Exercise data
------------
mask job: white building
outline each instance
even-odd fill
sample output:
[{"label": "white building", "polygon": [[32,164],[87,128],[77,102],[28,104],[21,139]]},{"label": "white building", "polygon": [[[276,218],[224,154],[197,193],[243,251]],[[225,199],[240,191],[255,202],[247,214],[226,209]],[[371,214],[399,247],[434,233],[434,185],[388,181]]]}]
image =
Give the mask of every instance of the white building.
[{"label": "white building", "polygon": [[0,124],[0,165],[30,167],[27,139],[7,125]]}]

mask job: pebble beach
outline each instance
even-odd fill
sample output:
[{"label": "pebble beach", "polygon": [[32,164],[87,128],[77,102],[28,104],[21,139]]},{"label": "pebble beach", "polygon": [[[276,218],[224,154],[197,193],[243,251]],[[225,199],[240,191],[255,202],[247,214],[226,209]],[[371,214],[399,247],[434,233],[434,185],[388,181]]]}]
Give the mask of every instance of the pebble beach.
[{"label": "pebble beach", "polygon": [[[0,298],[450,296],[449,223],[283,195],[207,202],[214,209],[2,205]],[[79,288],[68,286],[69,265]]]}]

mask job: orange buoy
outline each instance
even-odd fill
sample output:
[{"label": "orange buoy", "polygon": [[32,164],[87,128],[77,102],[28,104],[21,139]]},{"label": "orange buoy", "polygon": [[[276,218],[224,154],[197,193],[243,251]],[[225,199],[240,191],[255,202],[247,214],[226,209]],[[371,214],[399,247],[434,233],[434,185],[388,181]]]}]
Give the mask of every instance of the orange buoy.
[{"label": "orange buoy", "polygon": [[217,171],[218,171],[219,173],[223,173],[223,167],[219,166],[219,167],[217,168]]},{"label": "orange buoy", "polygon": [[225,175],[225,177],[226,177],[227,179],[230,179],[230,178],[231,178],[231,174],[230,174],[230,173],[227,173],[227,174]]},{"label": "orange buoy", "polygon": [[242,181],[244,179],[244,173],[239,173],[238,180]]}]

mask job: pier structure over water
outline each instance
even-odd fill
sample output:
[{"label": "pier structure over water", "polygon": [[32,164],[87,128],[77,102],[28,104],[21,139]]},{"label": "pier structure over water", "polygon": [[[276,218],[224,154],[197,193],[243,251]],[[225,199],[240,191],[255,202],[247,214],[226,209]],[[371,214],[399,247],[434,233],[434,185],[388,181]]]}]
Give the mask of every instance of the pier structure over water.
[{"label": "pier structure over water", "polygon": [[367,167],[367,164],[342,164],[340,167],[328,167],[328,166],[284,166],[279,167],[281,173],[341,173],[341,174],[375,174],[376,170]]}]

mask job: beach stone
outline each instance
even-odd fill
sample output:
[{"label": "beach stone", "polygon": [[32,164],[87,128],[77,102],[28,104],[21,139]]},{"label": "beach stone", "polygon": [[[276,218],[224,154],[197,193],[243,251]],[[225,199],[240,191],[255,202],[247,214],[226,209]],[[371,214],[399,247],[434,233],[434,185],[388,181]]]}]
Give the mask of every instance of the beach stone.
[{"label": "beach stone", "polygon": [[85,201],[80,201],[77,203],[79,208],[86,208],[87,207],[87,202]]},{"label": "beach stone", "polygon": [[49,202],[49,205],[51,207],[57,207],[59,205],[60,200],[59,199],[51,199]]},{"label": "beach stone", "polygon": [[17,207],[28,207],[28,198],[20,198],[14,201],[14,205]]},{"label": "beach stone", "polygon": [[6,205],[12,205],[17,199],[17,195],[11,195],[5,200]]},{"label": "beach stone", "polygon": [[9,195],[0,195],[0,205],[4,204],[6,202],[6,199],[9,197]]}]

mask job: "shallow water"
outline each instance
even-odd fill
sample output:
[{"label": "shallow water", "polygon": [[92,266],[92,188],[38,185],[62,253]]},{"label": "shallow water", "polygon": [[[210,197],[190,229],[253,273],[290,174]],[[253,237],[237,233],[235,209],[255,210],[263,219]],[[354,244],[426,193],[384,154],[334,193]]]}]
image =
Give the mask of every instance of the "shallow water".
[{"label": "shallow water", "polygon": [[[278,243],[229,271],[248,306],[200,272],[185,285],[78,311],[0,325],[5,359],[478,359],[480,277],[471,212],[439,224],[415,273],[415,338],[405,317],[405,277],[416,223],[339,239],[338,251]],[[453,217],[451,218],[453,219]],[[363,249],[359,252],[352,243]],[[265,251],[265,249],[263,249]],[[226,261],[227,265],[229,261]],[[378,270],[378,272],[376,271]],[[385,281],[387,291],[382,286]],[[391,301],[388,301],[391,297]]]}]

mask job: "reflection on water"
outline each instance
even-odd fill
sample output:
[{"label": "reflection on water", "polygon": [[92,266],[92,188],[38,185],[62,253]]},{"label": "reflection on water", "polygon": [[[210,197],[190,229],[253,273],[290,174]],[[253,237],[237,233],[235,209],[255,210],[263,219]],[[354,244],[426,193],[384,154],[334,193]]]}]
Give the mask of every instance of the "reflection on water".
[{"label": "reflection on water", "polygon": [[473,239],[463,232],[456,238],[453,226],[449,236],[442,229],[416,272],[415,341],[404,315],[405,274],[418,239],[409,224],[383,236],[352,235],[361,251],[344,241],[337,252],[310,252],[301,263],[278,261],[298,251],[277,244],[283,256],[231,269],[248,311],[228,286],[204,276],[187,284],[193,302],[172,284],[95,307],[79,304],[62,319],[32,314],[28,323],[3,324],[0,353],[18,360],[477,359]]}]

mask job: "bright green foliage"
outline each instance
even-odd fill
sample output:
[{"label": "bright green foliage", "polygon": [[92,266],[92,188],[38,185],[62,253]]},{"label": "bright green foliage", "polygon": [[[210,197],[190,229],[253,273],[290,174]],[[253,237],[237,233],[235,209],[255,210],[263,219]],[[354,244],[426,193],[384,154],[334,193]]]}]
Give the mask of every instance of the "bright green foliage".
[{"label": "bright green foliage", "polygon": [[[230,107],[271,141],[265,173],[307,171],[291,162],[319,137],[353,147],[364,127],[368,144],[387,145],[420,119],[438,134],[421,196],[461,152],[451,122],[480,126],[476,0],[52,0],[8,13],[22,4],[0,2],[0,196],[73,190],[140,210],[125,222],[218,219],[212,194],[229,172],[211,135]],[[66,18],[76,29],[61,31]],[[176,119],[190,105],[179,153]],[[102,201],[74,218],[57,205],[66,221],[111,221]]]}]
------------
Task directions
Type out the listing again with nothing changed.

Written solution
mask job: white building
outline each instance
even-odd fill
sample output:
[{"label": "white building", "polygon": [[32,164],[87,128],[77,102],[28,104],[21,139]]},{"label": "white building", "polygon": [[[276,218],[224,154],[197,193],[243,251]],[[225,199],[240,191],[255,202],[247,214],[226,209]],[[371,214],[399,247],[434,233],[434,185],[388,181]]]}]
image =
Give the mask of every instance of the white building.
[{"label": "white building", "polygon": [[0,124],[0,165],[30,167],[27,139],[7,125]]}]

mask job: pebble beach
outline each instance
even-odd fill
sample output:
[{"label": "pebble beach", "polygon": [[32,164],[87,128],[77,102],[28,104],[21,139]]},{"label": "pebble beach", "polygon": [[[276,218],[224,154],[197,193],[243,251]],[[225,199],[240,191],[255,202],[247,214],[226,209]],[[371,214],[399,247],[434,233],[434,185],[388,181]]]}]
Give the mask of every instance of the pebble beach.
[{"label": "pebble beach", "polygon": [[[0,298],[450,296],[449,223],[283,195],[207,202],[214,209],[2,205]],[[79,288],[68,286],[69,265]]]}]

mask job: orange buoy
outline each instance
even-odd fill
sample output:
[{"label": "orange buoy", "polygon": [[32,164],[87,128],[77,102],[28,104],[21,139]]},{"label": "orange buoy", "polygon": [[[276,218],[224,154],[197,193],[243,251]],[[225,199],[240,191],[255,202],[247,214],[226,209]],[[371,214],[399,247],[434,233],[434,185],[388,181]]]}]
Give the mask of every instance of the orange buoy.
[{"label": "orange buoy", "polygon": [[217,171],[218,171],[219,173],[223,173],[223,167],[219,166],[219,167],[217,168]]},{"label": "orange buoy", "polygon": [[225,175],[225,177],[226,177],[227,179],[230,179],[230,178],[231,178],[231,174],[230,174],[230,173],[227,173],[227,174]]},{"label": "orange buoy", "polygon": [[242,181],[244,179],[244,173],[239,173],[238,180]]}]

mask job: pier structure over water
outline each instance
even-odd fill
sample output:
[{"label": "pier structure over water", "polygon": [[32,164],[87,128],[77,102],[28,104],[21,139]]},{"label": "pier structure over water", "polygon": [[[276,218],[224,154],[197,193],[243,251]],[[225,199],[240,191],[255,202],[247,214],[226,209]],[[371,214],[399,247],[434,233],[434,185],[388,181]]]}]
Give the mask of every instance of the pier structure over water.
[{"label": "pier structure over water", "polygon": [[367,167],[367,164],[342,164],[340,167],[328,167],[328,166],[284,166],[279,167],[281,173],[341,173],[341,174],[375,174],[376,170]]}]

mask job: beach stone
outline each instance
even-odd fill
sample output:
[{"label": "beach stone", "polygon": [[32,164],[87,128],[77,102],[28,104],[21,139]]},{"label": "beach stone", "polygon": [[[276,218],[224,154],[197,193],[243,251]],[[225,199],[240,191],[255,202],[247,214],[226,209]],[[371,214],[399,247],[434,233],[434,185],[388,181]]]}]
Give the mask of every instance of the beach stone.
[{"label": "beach stone", "polygon": [[85,201],[80,201],[77,203],[79,208],[86,208],[87,207],[87,202]]},{"label": "beach stone", "polygon": [[49,202],[49,205],[51,207],[57,207],[59,205],[60,200],[59,199],[51,199]]},{"label": "beach stone", "polygon": [[17,207],[28,207],[28,198],[20,198],[14,201],[14,205]]},{"label": "beach stone", "polygon": [[6,205],[12,205],[17,199],[17,195],[11,195],[5,200]]},{"label": "beach stone", "polygon": [[9,195],[0,195],[0,205],[4,204],[6,202],[6,199],[9,197]]}]

mask job: "shallow water"
outline each instance
even-odd fill
sample output:
[{"label": "shallow water", "polygon": [[92,266],[92,188],[38,185],[62,253]]},{"label": "shallow water", "polygon": [[[210,197],[190,229],[253,273],[290,174]],[[253,237],[237,233],[235,209],[255,210],[263,219]],[[354,244],[426,193],[384,154],[334,193]]]}]
image =
Give the mask of every instance of the "shallow water".
[{"label": "shallow water", "polygon": [[[278,243],[229,271],[248,306],[200,272],[185,285],[78,311],[0,325],[5,359],[478,359],[480,277],[471,212],[439,224],[415,273],[415,338],[405,317],[405,277],[416,223],[339,239],[338,251]],[[453,217],[451,218],[453,219]],[[363,249],[359,252],[352,243]],[[265,251],[265,249],[263,249]],[[226,261],[227,265],[229,261]],[[378,270],[378,272],[376,271]],[[385,281],[387,291],[382,286]],[[391,301],[388,301],[391,297]]]}]

mask job: "reflection on water"
outline each instance
even-odd fill
sample output:
[{"label": "reflection on water", "polygon": [[92,266],[92,188],[38,185],[62,253]]},{"label": "reflection on water", "polygon": [[[210,197],[190,229],[253,273],[290,174]],[[253,237],[237,233],[235,209],[255,210],[263,219]],[[354,244],[426,193],[384,154],[334,193]]]}]
Give the mask of every instance of the "reflection on water".
[{"label": "reflection on water", "polygon": [[473,239],[463,232],[456,238],[453,226],[449,236],[442,229],[416,272],[415,341],[404,315],[405,274],[418,239],[409,224],[383,236],[352,235],[361,251],[344,241],[337,252],[310,252],[301,263],[278,261],[298,251],[277,244],[283,256],[231,269],[248,311],[228,286],[204,276],[187,284],[193,302],[172,284],[95,307],[79,304],[62,319],[32,314],[28,323],[3,324],[0,353],[18,360],[477,359]]}]

mask job: "bright green foliage"
outline each instance
even-odd fill
sample output:
[{"label": "bright green foliage", "polygon": [[92,266],[92,188],[38,185],[62,253]]},{"label": "bright green foliage", "polygon": [[[210,197],[190,229],[253,273],[290,174]],[[253,237],[237,233],[235,209],[255,210],[263,219]],[[354,244],[426,193],[384,154],[334,193]]]}]
Give the mask of every instance of the "bright green foliage".
[{"label": "bright green foliage", "polygon": [[[230,107],[271,141],[265,173],[307,171],[291,162],[319,137],[353,147],[364,127],[368,144],[387,145],[420,119],[438,134],[421,196],[461,152],[451,122],[480,126],[476,0],[52,0],[8,13],[22,4],[0,2],[0,196],[73,190],[140,210],[125,222],[218,219],[212,194],[229,172],[211,135]],[[66,18],[76,29],[61,31]],[[176,119],[190,105],[179,153]],[[102,201],[74,218],[57,205],[66,221],[111,221]]]}]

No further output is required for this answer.